YOUR ASSIGNMENT: Reproduce, exactly as they appear, the line containing "Point out the white paper" and every line after it, ending with the last line of the records.

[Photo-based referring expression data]
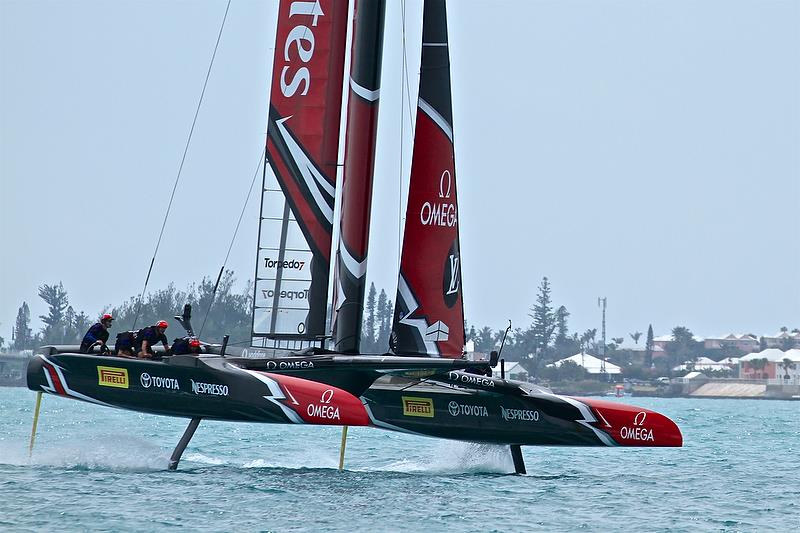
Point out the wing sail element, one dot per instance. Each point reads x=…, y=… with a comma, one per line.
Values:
x=362, y=128
x=296, y=224
x=429, y=312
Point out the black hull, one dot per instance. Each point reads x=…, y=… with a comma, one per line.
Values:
x=340, y=390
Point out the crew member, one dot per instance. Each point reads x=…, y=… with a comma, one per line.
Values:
x=97, y=335
x=186, y=346
x=125, y=344
x=147, y=337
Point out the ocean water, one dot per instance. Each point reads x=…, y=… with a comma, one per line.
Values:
x=96, y=468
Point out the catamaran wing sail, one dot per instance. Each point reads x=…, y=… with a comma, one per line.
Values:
x=293, y=262
x=429, y=312
x=362, y=128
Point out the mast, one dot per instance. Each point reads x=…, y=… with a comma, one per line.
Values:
x=429, y=310
x=362, y=127
x=297, y=202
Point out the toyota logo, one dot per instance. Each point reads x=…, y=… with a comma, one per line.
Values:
x=453, y=408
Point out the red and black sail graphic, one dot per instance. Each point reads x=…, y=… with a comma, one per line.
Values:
x=302, y=147
x=362, y=128
x=429, y=312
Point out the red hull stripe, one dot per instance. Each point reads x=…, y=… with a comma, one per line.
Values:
x=56, y=380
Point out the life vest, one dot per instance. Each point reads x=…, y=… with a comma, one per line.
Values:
x=125, y=340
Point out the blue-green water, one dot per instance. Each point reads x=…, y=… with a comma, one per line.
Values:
x=104, y=469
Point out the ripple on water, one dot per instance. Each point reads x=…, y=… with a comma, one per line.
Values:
x=107, y=470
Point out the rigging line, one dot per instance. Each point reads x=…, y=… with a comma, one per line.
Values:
x=180, y=168
x=402, y=142
x=233, y=239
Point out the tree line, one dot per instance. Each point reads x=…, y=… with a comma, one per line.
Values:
x=545, y=339
x=226, y=312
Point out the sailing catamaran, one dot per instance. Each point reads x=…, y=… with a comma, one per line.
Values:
x=287, y=375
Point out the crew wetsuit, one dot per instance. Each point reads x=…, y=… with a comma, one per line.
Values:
x=182, y=347
x=152, y=336
x=95, y=333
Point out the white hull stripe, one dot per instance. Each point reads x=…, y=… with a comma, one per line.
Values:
x=363, y=92
x=276, y=392
x=426, y=108
x=67, y=390
x=587, y=418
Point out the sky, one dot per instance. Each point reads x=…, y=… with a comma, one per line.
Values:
x=646, y=152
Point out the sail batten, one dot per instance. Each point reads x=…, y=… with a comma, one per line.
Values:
x=297, y=208
x=361, y=133
x=429, y=314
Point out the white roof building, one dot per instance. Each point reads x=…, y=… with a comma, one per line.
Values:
x=773, y=355
x=592, y=364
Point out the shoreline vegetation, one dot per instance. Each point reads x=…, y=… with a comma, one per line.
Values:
x=222, y=310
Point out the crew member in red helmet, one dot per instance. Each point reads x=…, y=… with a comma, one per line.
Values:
x=97, y=335
x=148, y=337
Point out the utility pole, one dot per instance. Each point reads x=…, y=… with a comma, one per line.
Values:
x=601, y=302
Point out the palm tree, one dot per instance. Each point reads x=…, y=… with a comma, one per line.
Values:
x=758, y=365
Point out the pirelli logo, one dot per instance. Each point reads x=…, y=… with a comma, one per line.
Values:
x=413, y=406
x=108, y=376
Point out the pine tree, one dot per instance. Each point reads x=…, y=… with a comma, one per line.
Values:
x=561, y=325
x=543, y=317
x=368, y=343
x=648, y=348
x=56, y=299
x=21, y=334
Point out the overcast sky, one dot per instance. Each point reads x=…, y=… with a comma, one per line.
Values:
x=644, y=151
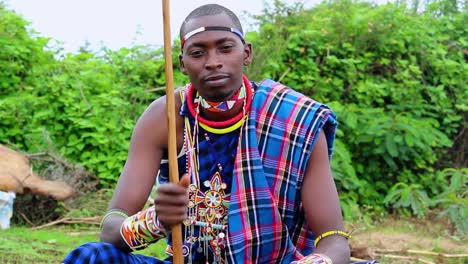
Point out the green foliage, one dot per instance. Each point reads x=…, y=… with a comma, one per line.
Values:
x=405, y=196
x=453, y=201
x=396, y=77
x=83, y=105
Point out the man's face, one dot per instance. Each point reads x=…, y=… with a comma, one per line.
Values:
x=214, y=60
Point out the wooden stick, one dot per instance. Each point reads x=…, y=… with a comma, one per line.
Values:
x=421, y=252
x=412, y=259
x=172, y=135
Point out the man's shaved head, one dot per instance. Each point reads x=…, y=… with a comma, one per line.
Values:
x=210, y=10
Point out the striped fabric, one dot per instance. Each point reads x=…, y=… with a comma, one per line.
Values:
x=266, y=217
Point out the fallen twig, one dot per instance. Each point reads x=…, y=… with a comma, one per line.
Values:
x=409, y=258
x=421, y=252
x=95, y=220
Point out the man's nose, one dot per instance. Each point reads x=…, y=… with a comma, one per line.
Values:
x=213, y=61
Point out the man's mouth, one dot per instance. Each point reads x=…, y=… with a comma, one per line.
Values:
x=216, y=79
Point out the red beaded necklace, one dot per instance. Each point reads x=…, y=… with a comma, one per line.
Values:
x=225, y=123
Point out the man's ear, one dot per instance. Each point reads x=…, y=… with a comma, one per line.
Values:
x=248, y=55
x=182, y=65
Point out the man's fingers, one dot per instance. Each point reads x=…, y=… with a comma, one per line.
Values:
x=185, y=180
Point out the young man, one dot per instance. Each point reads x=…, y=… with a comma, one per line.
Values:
x=256, y=184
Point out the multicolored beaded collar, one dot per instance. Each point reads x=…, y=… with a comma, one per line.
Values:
x=212, y=28
x=194, y=109
x=222, y=106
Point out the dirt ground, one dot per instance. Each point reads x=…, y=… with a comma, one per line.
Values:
x=409, y=241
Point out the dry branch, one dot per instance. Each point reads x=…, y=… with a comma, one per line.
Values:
x=409, y=258
x=95, y=220
x=420, y=252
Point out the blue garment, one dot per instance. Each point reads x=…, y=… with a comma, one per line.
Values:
x=106, y=253
x=215, y=151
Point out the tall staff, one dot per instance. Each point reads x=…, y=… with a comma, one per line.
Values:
x=172, y=143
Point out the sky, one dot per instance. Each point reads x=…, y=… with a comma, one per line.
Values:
x=119, y=23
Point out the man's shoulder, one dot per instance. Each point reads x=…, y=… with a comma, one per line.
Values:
x=270, y=87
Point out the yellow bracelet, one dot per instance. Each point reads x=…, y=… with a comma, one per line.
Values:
x=114, y=211
x=330, y=233
x=222, y=130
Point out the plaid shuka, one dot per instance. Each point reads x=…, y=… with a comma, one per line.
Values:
x=266, y=216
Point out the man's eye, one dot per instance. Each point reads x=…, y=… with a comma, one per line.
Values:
x=196, y=53
x=227, y=47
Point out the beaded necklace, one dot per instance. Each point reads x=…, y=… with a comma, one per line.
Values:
x=220, y=124
x=222, y=106
x=207, y=210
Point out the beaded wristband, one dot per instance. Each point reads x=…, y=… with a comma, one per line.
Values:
x=315, y=259
x=330, y=233
x=112, y=212
x=142, y=229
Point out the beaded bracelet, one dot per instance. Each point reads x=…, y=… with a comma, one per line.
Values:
x=142, y=229
x=330, y=233
x=315, y=258
x=113, y=211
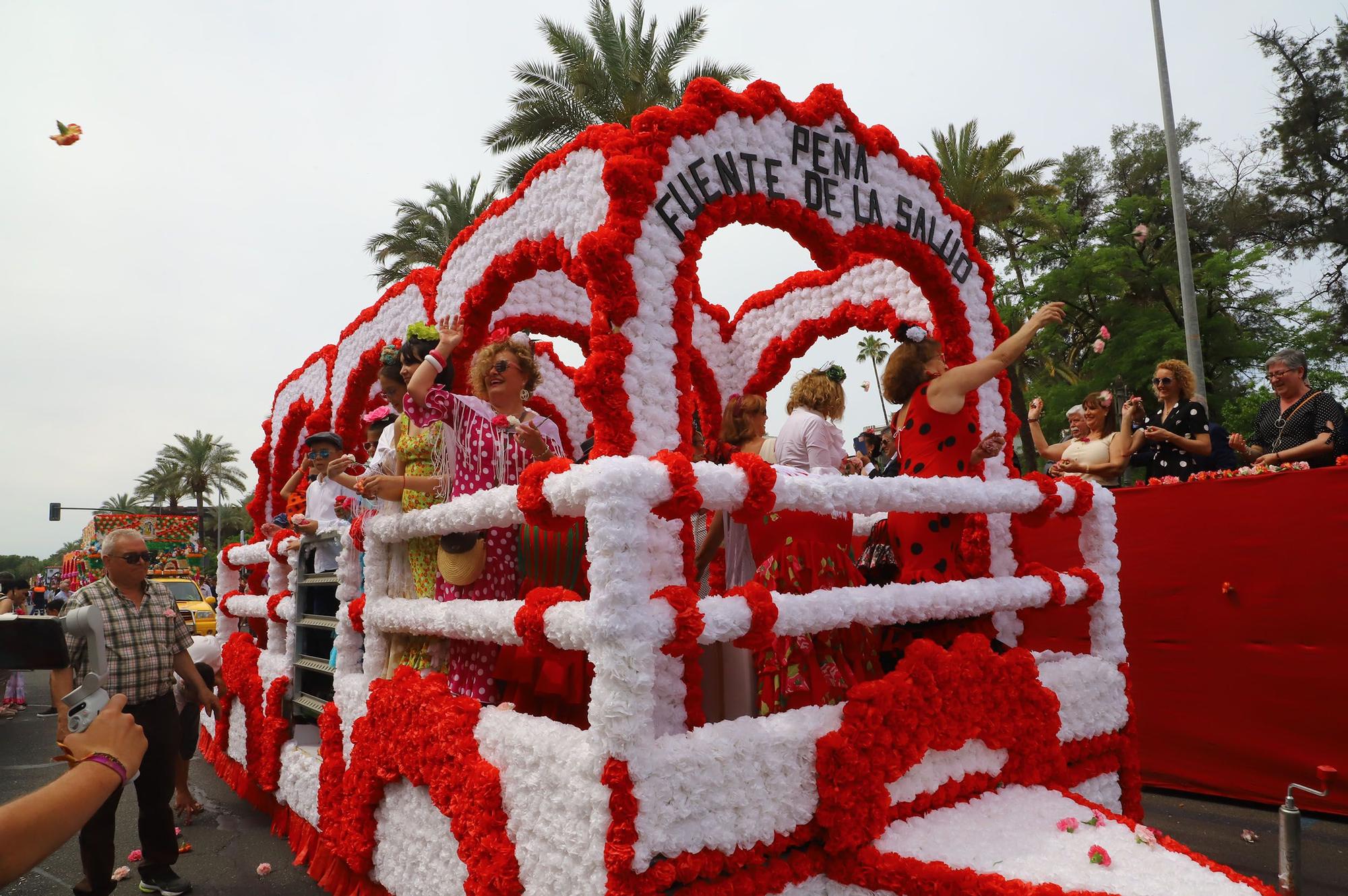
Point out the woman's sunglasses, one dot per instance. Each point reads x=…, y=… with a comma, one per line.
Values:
x=137, y=558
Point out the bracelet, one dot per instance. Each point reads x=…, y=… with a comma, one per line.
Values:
x=110, y=762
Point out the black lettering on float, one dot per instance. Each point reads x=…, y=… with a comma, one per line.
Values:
x=814, y=192
x=698, y=204
x=873, y=211
x=667, y=218
x=947, y=257
x=905, y=222
x=702, y=181
x=842, y=158
x=800, y=143
x=969, y=266
x=769, y=179
x=684, y=205
x=749, y=164
x=822, y=143
x=729, y=173
x=830, y=196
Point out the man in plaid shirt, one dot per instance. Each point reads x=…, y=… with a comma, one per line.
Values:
x=146, y=643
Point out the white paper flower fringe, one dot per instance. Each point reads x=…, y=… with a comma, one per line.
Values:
x=943, y=766
x=416, y=852
x=731, y=785
x=1012, y=832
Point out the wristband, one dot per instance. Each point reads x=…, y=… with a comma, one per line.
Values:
x=109, y=761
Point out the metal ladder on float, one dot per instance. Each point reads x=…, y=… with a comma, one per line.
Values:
x=316, y=629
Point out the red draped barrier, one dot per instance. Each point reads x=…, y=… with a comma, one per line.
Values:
x=1237, y=622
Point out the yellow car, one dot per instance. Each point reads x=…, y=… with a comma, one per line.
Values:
x=196, y=611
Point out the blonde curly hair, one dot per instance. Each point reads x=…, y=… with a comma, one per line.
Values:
x=818, y=393
x=485, y=358
x=1184, y=378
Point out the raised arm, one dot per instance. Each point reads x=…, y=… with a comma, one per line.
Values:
x=947, y=393
x=1041, y=445
x=424, y=378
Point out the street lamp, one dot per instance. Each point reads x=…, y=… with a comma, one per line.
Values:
x=1194, y=343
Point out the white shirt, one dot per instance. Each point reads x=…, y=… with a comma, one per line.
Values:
x=321, y=507
x=808, y=441
x=386, y=453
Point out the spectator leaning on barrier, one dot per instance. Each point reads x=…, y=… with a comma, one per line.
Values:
x=1299, y=422
x=146, y=643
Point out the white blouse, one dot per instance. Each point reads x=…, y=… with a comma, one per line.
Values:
x=809, y=441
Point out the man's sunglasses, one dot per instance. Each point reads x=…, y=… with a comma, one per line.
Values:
x=135, y=558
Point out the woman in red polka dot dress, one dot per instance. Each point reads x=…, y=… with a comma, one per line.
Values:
x=487, y=449
x=938, y=436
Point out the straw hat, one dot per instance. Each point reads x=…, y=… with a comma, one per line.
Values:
x=462, y=557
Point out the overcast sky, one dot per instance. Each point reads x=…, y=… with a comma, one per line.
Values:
x=206, y=236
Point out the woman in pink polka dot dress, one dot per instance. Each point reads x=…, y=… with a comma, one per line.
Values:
x=486, y=449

SOLUTION TO THIS TASK:
Point out the white paper flower fringe, one dot per instance. Each point reads x=…, y=… with a comma, one per line.
Values:
x=943, y=766
x=416, y=852
x=731, y=785
x=1012, y=832
Point out the wristband, one dot per instance. Each point reads x=…, y=… with a comma, one per line.
Values:
x=109, y=761
Point out the metal ladder on float, one dot per instance. Each point reads x=…, y=… with a comma, one per line.
Values:
x=316, y=629
Point out the red draped barrier, one dot per instance. Each point reads x=…, y=… with a comma, one per line.
Values:
x=1237, y=622
Point out the yellow car, one dot per instance. Each point reads x=…, y=… with a comma, one per line.
Values:
x=196, y=611
Point out the blonde curly hair, one dot per instance. Each point reads x=…, y=… with a comma, one per line.
Values:
x=818, y=393
x=485, y=358
x=1184, y=378
Point out the raised arm, one dot per instance. Each point reads x=…, y=… with a comma, one per line.
Values:
x=947, y=393
x=1041, y=445
x=424, y=378
Point out the street lamp, one dot per instance. Each point reads x=…, y=… with a comma, one per line.
Values:
x=1194, y=343
Point out the white shirt, one dot per instance. Each point reads x=…, y=… with a comma, one per line.
Values:
x=321, y=507
x=808, y=441
x=386, y=453
Point out the spectator leaning on barrier, one dot per instance. Each point reads x=…, y=… with a comma, one per line.
Values:
x=1299, y=422
x=146, y=643
Point out the white blouse, one dot per instance. Each point reads x=…, y=… with a comma, one per line.
Values:
x=809, y=441
Point out the man's sunglasses, one dot per instance. Each point reads x=…, y=… with a comma, one per line.
Values:
x=135, y=558
Point out the woman in red polka dot dress, one dot per instance. Each point reads x=…, y=… with a comma, one per line.
Values:
x=487, y=449
x=938, y=436
Point out the straw hat, one dot per instance. Each point reads x=…, y=… with a comma, one per line.
Values:
x=462, y=557
Point out the overcast sky, one dot per instance. Each point reads x=…, y=… with a comma, one per line.
Values:
x=206, y=236
Point out the woman in pink polka dot dress, one dot per instance. Each point reads x=…, y=… with a comma, one per line.
Values:
x=486, y=449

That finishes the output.